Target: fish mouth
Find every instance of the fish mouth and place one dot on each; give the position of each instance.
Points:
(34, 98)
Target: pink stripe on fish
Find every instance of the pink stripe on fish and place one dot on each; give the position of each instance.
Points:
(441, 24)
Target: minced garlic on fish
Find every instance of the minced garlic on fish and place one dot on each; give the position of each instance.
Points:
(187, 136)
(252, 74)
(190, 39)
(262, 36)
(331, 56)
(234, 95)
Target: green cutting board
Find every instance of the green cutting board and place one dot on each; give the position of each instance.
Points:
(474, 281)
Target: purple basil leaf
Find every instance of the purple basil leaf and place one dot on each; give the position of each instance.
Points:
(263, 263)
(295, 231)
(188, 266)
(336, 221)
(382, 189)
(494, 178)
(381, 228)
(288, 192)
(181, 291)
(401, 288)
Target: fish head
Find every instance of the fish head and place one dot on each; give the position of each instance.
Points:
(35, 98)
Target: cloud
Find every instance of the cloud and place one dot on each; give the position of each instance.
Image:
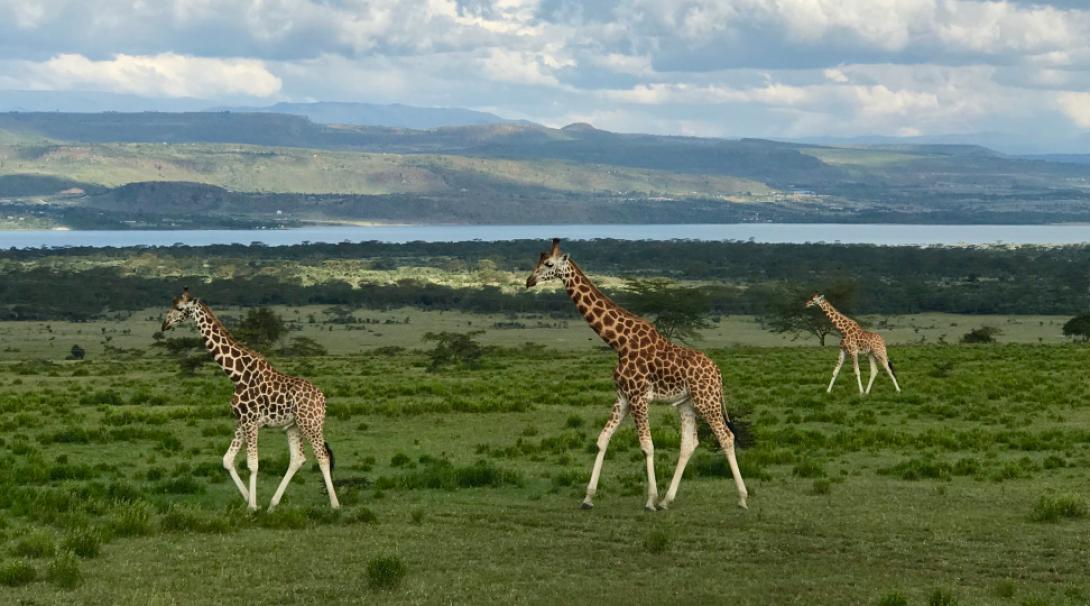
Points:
(160, 75)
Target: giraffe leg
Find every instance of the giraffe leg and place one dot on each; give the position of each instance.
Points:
(689, 441)
(836, 372)
(713, 414)
(620, 409)
(232, 451)
(888, 367)
(295, 445)
(643, 429)
(252, 464)
(855, 365)
(874, 372)
(317, 440)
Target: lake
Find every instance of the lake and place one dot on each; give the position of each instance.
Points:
(889, 234)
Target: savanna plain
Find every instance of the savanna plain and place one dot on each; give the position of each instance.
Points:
(461, 484)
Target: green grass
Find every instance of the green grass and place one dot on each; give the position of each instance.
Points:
(113, 471)
(249, 168)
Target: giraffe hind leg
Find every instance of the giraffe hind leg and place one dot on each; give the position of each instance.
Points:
(874, 372)
(298, 458)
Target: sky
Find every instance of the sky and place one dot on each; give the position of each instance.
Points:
(785, 69)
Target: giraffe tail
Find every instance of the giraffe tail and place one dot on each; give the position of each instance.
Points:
(329, 452)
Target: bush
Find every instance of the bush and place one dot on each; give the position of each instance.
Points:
(1052, 508)
(64, 571)
(83, 542)
(893, 598)
(982, 335)
(385, 572)
(942, 597)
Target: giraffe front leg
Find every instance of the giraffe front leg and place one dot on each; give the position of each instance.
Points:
(874, 373)
(836, 372)
(295, 446)
(689, 441)
(619, 410)
(855, 365)
(232, 451)
(643, 429)
(252, 464)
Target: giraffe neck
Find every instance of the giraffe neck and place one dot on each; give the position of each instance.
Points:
(237, 360)
(843, 323)
(608, 319)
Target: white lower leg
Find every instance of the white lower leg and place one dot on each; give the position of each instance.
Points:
(649, 455)
(836, 372)
(742, 493)
(292, 468)
(324, 464)
(229, 465)
(892, 377)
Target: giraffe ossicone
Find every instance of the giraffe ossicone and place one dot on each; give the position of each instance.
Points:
(263, 398)
(854, 341)
(649, 368)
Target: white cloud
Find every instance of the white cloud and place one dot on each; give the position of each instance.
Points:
(1076, 106)
(167, 74)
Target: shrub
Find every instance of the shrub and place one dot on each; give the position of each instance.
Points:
(942, 597)
(17, 573)
(64, 571)
(1052, 508)
(83, 542)
(385, 572)
(893, 598)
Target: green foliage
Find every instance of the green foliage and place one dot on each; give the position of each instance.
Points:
(458, 350)
(1054, 508)
(785, 311)
(982, 335)
(17, 573)
(385, 572)
(64, 571)
(677, 312)
(1078, 328)
(261, 328)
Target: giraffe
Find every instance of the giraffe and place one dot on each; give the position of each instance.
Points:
(263, 397)
(649, 368)
(855, 340)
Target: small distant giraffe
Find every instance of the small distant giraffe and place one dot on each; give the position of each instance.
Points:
(855, 340)
(263, 397)
(649, 368)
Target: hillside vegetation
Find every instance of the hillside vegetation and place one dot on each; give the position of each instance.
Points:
(499, 172)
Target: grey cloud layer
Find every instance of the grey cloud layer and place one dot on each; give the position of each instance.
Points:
(789, 68)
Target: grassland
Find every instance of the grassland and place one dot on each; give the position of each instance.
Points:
(247, 168)
(971, 483)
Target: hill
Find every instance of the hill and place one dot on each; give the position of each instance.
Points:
(500, 169)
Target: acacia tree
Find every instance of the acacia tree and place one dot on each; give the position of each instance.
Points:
(677, 312)
(1078, 328)
(786, 312)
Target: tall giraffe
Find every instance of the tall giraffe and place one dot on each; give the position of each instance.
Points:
(649, 368)
(855, 340)
(263, 398)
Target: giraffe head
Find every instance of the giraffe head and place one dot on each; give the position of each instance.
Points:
(550, 265)
(181, 310)
(815, 300)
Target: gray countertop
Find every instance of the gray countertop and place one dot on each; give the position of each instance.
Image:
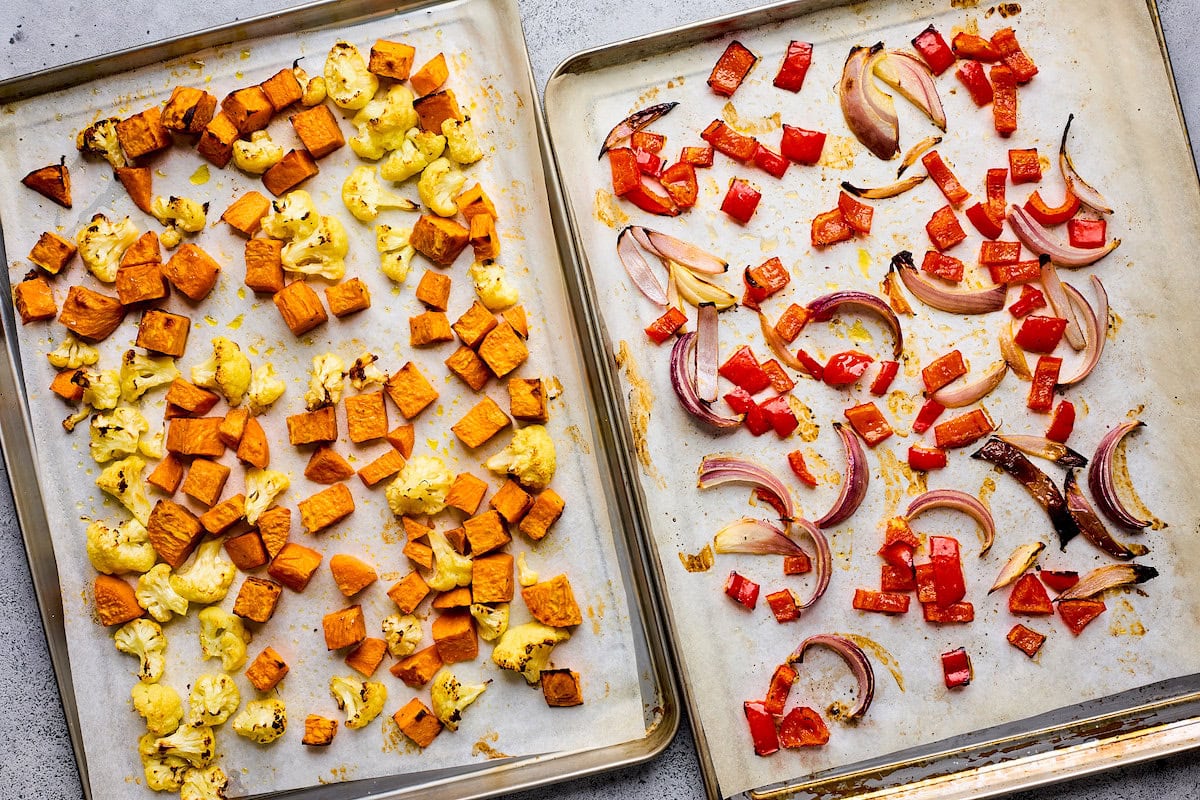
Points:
(51, 32)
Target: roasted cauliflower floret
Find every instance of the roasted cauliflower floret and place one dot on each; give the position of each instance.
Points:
(438, 185)
(526, 649)
(529, 458)
(226, 371)
(157, 596)
(125, 548)
(223, 636)
(348, 82)
(258, 155)
(160, 705)
(450, 697)
(262, 721)
(420, 487)
(144, 638)
(123, 480)
(102, 242)
(361, 699)
(207, 577)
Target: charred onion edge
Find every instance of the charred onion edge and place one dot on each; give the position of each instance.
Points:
(859, 665)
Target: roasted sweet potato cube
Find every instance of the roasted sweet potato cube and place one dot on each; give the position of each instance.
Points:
(293, 169)
(189, 110)
(318, 131)
(383, 467)
(439, 239)
(115, 601)
(192, 271)
(173, 531)
(352, 575)
(294, 565)
(245, 215)
(267, 669)
(264, 266)
(246, 551)
(90, 314)
(475, 323)
(345, 627)
(366, 416)
(491, 578)
(347, 298)
(418, 722)
(165, 332)
(143, 133)
(431, 76)
(503, 350)
(561, 687)
(409, 390)
(545, 511)
(469, 367)
(282, 89)
(307, 427)
(511, 501)
(257, 599)
(52, 252)
(300, 307)
(480, 423)
(34, 300)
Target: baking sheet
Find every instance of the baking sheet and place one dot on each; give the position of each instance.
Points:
(510, 720)
(1123, 106)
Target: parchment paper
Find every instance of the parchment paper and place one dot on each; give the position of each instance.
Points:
(1099, 60)
(510, 719)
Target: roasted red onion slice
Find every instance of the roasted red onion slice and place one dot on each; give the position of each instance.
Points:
(955, 500)
(635, 121)
(1103, 482)
(853, 485)
(723, 468)
(683, 382)
(639, 270)
(823, 307)
(855, 659)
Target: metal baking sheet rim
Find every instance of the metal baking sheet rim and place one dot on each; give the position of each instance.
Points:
(19, 457)
(1133, 734)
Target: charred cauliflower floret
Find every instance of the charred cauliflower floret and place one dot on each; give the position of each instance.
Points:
(348, 82)
(125, 548)
(159, 705)
(529, 458)
(258, 155)
(123, 480)
(157, 596)
(361, 699)
(223, 636)
(526, 649)
(226, 371)
(207, 577)
(450, 697)
(438, 185)
(420, 487)
(102, 242)
(144, 638)
(262, 721)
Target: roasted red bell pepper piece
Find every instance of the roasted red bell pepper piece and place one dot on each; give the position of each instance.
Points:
(971, 74)
(801, 145)
(796, 65)
(934, 49)
(663, 328)
(731, 68)
(741, 200)
(1030, 596)
(943, 229)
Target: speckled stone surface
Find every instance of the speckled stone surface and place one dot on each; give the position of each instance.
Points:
(36, 761)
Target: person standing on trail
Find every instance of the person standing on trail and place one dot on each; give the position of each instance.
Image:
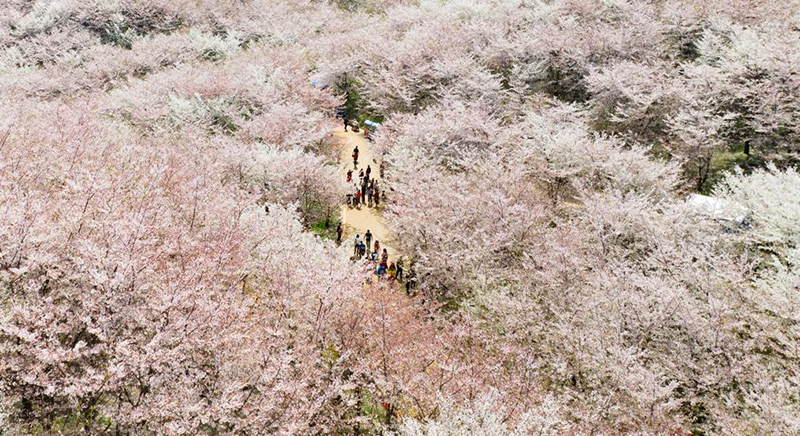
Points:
(399, 274)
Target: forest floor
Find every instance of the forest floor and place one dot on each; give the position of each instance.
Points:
(358, 221)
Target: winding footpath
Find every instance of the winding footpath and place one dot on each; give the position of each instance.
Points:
(358, 221)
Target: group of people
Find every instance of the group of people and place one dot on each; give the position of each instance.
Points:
(384, 268)
(366, 190)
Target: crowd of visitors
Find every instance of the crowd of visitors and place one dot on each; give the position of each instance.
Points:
(366, 191)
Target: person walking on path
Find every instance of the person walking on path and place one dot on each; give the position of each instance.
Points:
(399, 274)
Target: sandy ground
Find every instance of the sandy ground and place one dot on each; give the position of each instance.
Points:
(358, 221)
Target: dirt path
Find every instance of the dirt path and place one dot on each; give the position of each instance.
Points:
(358, 221)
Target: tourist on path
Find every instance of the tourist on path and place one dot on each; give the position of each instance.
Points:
(399, 275)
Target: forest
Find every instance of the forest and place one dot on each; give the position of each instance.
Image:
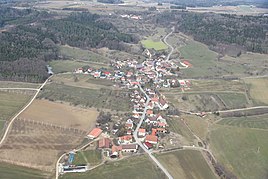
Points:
(247, 32)
(25, 48)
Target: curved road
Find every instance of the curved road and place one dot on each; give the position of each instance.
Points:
(165, 41)
(135, 134)
(12, 120)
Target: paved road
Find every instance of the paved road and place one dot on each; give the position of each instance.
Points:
(12, 120)
(170, 46)
(33, 89)
(135, 134)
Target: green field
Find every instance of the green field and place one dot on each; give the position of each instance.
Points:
(80, 54)
(99, 98)
(242, 151)
(134, 167)
(8, 171)
(10, 104)
(177, 126)
(60, 66)
(157, 45)
(92, 157)
(258, 90)
(260, 122)
(186, 164)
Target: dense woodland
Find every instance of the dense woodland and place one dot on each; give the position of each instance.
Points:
(27, 46)
(247, 32)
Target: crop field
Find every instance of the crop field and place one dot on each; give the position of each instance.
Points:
(186, 164)
(80, 54)
(11, 84)
(60, 66)
(258, 90)
(37, 144)
(61, 114)
(176, 125)
(9, 171)
(101, 98)
(259, 122)
(82, 80)
(10, 104)
(242, 151)
(92, 157)
(134, 167)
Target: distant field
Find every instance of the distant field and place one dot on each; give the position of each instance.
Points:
(92, 157)
(11, 84)
(10, 104)
(82, 80)
(259, 122)
(134, 167)
(8, 171)
(61, 114)
(157, 45)
(242, 151)
(177, 126)
(186, 164)
(258, 90)
(97, 98)
(60, 66)
(80, 54)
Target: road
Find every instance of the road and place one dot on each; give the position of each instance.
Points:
(21, 111)
(135, 134)
(170, 46)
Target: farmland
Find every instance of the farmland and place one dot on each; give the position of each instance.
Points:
(243, 151)
(60, 114)
(186, 164)
(13, 171)
(126, 168)
(103, 98)
(258, 90)
(92, 157)
(11, 103)
(259, 122)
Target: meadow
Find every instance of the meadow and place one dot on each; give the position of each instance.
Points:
(186, 164)
(134, 167)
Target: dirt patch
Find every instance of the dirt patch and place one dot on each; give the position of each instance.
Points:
(61, 114)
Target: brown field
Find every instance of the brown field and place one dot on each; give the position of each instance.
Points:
(38, 145)
(61, 114)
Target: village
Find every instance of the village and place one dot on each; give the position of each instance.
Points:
(147, 124)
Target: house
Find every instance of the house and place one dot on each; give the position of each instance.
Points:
(148, 145)
(104, 143)
(141, 132)
(130, 148)
(125, 139)
(94, 133)
(151, 139)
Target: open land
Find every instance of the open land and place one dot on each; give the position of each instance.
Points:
(135, 167)
(243, 151)
(186, 164)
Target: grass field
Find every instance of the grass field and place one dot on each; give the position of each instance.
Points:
(82, 80)
(61, 114)
(157, 45)
(8, 171)
(258, 89)
(80, 54)
(97, 98)
(92, 157)
(134, 167)
(260, 122)
(10, 104)
(186, 164)
(60, 66)
(242, 151)
(177, 126)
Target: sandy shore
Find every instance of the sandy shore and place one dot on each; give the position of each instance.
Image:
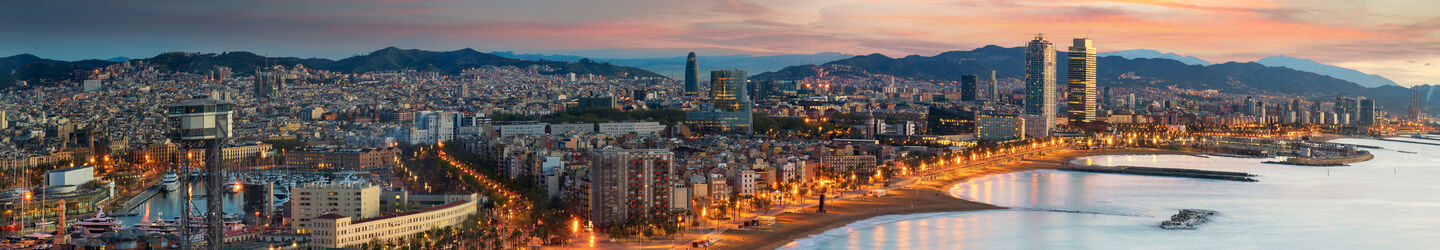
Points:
(923, 197)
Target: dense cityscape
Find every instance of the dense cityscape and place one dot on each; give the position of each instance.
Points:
(437, 151)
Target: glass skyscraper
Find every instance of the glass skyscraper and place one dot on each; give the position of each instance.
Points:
(691, 75)
(1082, 99)
(1040, 81)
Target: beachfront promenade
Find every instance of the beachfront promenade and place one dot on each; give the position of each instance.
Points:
(925, 191)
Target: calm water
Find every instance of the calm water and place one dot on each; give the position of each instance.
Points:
(1391, 201)
(169, 204)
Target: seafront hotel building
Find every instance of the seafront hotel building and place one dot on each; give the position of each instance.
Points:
(336, 232)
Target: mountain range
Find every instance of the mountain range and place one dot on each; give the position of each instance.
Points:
(42, 71)
(1113, 71)
(1305, 65)
(676, 66)
(1151, 53)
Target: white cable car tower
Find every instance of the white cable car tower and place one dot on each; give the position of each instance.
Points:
(205, 124)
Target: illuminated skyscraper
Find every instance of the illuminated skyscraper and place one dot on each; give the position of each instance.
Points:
(1040, 81)
(1082, 82)
(991, 94)
(630, 184)
(1414, 105)
(1367, 112)
(691, 75)
(730, 107)
(729, 91)
(969, 85)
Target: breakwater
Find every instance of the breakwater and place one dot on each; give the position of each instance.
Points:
(1326, 161)
(1187, 219)
(1407, 141)
(1184, 173)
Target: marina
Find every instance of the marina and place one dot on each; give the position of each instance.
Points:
(1285, 206)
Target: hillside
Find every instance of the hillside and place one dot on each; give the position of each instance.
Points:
(41, 71)
(1008, 62)
(676, 66)
(1305, 65)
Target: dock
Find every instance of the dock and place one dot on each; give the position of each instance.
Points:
(1407, 141)
(1182, 173)
(134, 201)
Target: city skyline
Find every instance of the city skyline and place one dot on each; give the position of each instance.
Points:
(1391, 39)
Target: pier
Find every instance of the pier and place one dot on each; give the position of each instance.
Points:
(134, 201)
(1407, 141)
(1184, 173)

..........

▸ Aim: Find the line containing "Target: marina", then output it and every line after it to the end of the data, exactly.

▸ Task answer:
Target: marina
Find every instance of the marina and place one dot on each; give the position of each instance.
Points:
(1285, 206)
Target: hillside
Find every instance of the hillside and place one dot on each; give the position of each instance.
Points:
(41, 71)
(1008, 62)
(676, 66)
(1305, 65)
Target: dock
Find every instance of the dock and place one dot on each; give the position of each instance.
Points:
(1407, 141)
(1182, 173)
(134, 201)
Target: city skyline
Find every instance of the city skyline and place one dot on each; give the position of each instance.
Points:
(1391, 39)
Target: pier
Find every instance of the pier and place one dot on each; give the position of each instance.
Points:
(134, 201)
(1407, 141)
(1184, 173)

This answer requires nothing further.